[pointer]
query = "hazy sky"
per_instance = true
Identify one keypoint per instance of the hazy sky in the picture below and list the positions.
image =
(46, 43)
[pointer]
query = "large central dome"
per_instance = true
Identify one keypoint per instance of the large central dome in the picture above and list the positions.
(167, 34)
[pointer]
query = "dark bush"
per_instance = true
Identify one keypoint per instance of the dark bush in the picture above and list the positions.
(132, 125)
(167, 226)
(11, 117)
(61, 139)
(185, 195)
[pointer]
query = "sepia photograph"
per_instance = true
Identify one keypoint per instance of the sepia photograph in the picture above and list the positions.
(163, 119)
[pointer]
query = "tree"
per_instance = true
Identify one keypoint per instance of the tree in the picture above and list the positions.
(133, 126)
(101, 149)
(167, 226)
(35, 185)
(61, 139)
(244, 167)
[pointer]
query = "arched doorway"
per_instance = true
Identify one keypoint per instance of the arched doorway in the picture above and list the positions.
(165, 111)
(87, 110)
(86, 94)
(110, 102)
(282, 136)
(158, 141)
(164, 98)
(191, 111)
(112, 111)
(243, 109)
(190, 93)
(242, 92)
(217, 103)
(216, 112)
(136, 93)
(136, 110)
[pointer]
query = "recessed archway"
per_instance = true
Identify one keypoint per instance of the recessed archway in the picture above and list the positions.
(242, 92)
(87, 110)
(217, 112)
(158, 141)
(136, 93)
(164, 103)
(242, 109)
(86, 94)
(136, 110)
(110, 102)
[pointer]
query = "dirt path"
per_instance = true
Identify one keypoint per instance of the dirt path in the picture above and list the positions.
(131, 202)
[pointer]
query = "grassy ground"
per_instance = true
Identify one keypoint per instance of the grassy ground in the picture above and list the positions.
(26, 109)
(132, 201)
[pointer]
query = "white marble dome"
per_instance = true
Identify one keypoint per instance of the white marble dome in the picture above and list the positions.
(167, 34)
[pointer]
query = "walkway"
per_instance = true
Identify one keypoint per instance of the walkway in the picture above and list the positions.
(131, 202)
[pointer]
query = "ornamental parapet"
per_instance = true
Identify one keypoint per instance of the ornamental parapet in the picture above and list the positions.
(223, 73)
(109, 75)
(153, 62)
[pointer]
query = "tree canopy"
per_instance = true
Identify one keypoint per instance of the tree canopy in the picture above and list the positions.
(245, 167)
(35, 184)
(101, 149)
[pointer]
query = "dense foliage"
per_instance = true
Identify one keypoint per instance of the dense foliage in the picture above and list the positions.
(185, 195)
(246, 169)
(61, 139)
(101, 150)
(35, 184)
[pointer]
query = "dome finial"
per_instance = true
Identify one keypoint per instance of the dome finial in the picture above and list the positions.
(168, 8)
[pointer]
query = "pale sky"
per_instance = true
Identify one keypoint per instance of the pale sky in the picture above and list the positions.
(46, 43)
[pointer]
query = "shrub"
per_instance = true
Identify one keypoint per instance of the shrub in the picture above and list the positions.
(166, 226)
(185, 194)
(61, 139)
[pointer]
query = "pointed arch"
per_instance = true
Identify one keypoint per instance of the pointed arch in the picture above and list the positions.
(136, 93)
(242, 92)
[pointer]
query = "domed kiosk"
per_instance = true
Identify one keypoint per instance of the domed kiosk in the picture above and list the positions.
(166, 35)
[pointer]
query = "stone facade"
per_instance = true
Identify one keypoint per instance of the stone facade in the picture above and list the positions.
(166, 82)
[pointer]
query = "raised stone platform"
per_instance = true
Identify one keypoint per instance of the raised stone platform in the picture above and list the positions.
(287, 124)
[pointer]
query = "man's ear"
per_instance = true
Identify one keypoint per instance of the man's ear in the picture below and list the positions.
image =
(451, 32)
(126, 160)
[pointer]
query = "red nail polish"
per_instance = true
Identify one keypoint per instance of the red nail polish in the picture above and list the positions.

——

Given request
Set down the listing above in full, please, exactly as it appears.

Result
[pointer]
query = "hazy sky"
per_instance = true
Identify one keypoint per instance of the hazy sky in the picture below and list the positions.
image =
(46, 43)
[pointer]
query = "large central dome"
per_instance = true
Identify one keypoint per instance of the large central dome in the picture above and list the positions.
(167, 34)
[pointer]
query = "dark bush"
per_instance = true
Identify one keypoint per instance of the dark bush in the picture above and list the positions.
(132, 125)
(167, 226)
(11, 117)
(61, 139)
(185, 195)
[pointer]
query = "sepia photograph"
per_instance = true
Identify one keypoint per instance of the sepia photograph in the picture above and list the positions.
(163, 119)
[pointer]
query = "tree"
per_instance = true
Identify one keypoint per instance of the tree in the picture above and list the positions.
(133, 126)
(101, 149)
(167, 226)
(35, 185)
(61, 139)
(244, 167)
[pointer]
query = "arched doorway"
per_instance = true
Identify one keypoint per instance of the arched doorway in the picture above and list the positions.
(165, 111)
(87, 110)
(86, 94)
(110, 102)
(282, 136)
(158, 141)
(164, 98)
(191, 111)
(112, 111)
(243, 109)
(190, 93)
(242, 92)
(217, 103)
(216, 112)
(136, 93)
(136, 110)
[pointer]
query = "recessed archway"
per_instance = true
Identify one keypoint per instance of the recessed archway in the picture above and list the positions.
(242, 92)
(87, 110)
(217, 112)
(158, 141)
(136, 93)
(164, 103)
(242, 109)
(86, 94)
(136, 110)
(110, 102)
[pointer]
query = "dirt path"
per_instance = true
Identify one keypoint per instance of the dirt path in the picture above and list the positions.
(131, 202)
[pointer]
query = "grassy ground"
per_instance = true
Identify one keypoint per instance of the grassy ground in the picture above and list the positions.
(26, 109)
(132, 201)
[pointer]
query = "white marble dome"
per_instance = true
Identify one keypoint per instance of the white marble dome in the picture above and list the positions.
(167, 34)
[pointer]
query = "walkway"
per_instance = true
Identify one keypoint per instance of the walkway in the picture above and list the positions.
(131, 202)
[pointer]
query = "ornamental parapet"
per_instance = true
Identify one keypoint per instance of the ornamental parapet in the picture above and list the positions.
(223, 73)
(109, 75)
(153, 62)
[pointer]
query = "tree canopy"
per_instance = true
Identify one keypoint per instance of the tree canopy in the picture above and list the positions.
(245, 167)
(35, 184)
(101, 149)
[pointer]
query = "dense foliage"
per_instance = true
Identify one keypoint per instance of the dense foliage in the picture above and list the positions.
(185, 195)
(246, 169)
(61, 139)
(101, 150)
(35, 184)
[pointer]
query = "dome finial"
per_instance = true
Identify one keypoint per instance of the dome finial in the picture above and list the positions.
(168, 8)
[pointer]
query = "pale sky"
per_instance = true
Identify one keypoint per instance of the pale sky in the picture above and list the positions.
(46, 43)
[pointer]
query = "shrub"
per_instance = true
Identify one keypoint per instance of the shrub in the picture above and list the positions.
(166, 226)
(185, 194)
(61, 139)
[pointer]
query = "pointed arch"
per_instance = true
Identify one keypoint per instance of the pointed arch in the picture above and list the positions.
(136, 93)
(242, 92)
[pointer]
query = "domed kiosk"
per_instance = true
Identify one keypoint per instance of the domed kiosk in the picture above and list the positions.
(166, 35)
[pointer]
query = "stone facade"
per_instance = true
Identify one keypoint per instance of the stone facade in the picture above and list the positions.
(166, 82)
[pointer]
query = "raised stone platform"
per_instance = true
Identify one keypoint per instance of the raised stone platform in the picture above and list the positions.
(287, 124)
[pointer]
query = "man's ear"
per_instance = true
Identify one keypoint per instance of the man's ear in the picture below and list the positions.
image =
(451, 32)
(126, 160)
[pointer]
query = "red nail polish"
per_instance = true
Identify one keypoint per instance of the red nail polish in the picture above and list the positions.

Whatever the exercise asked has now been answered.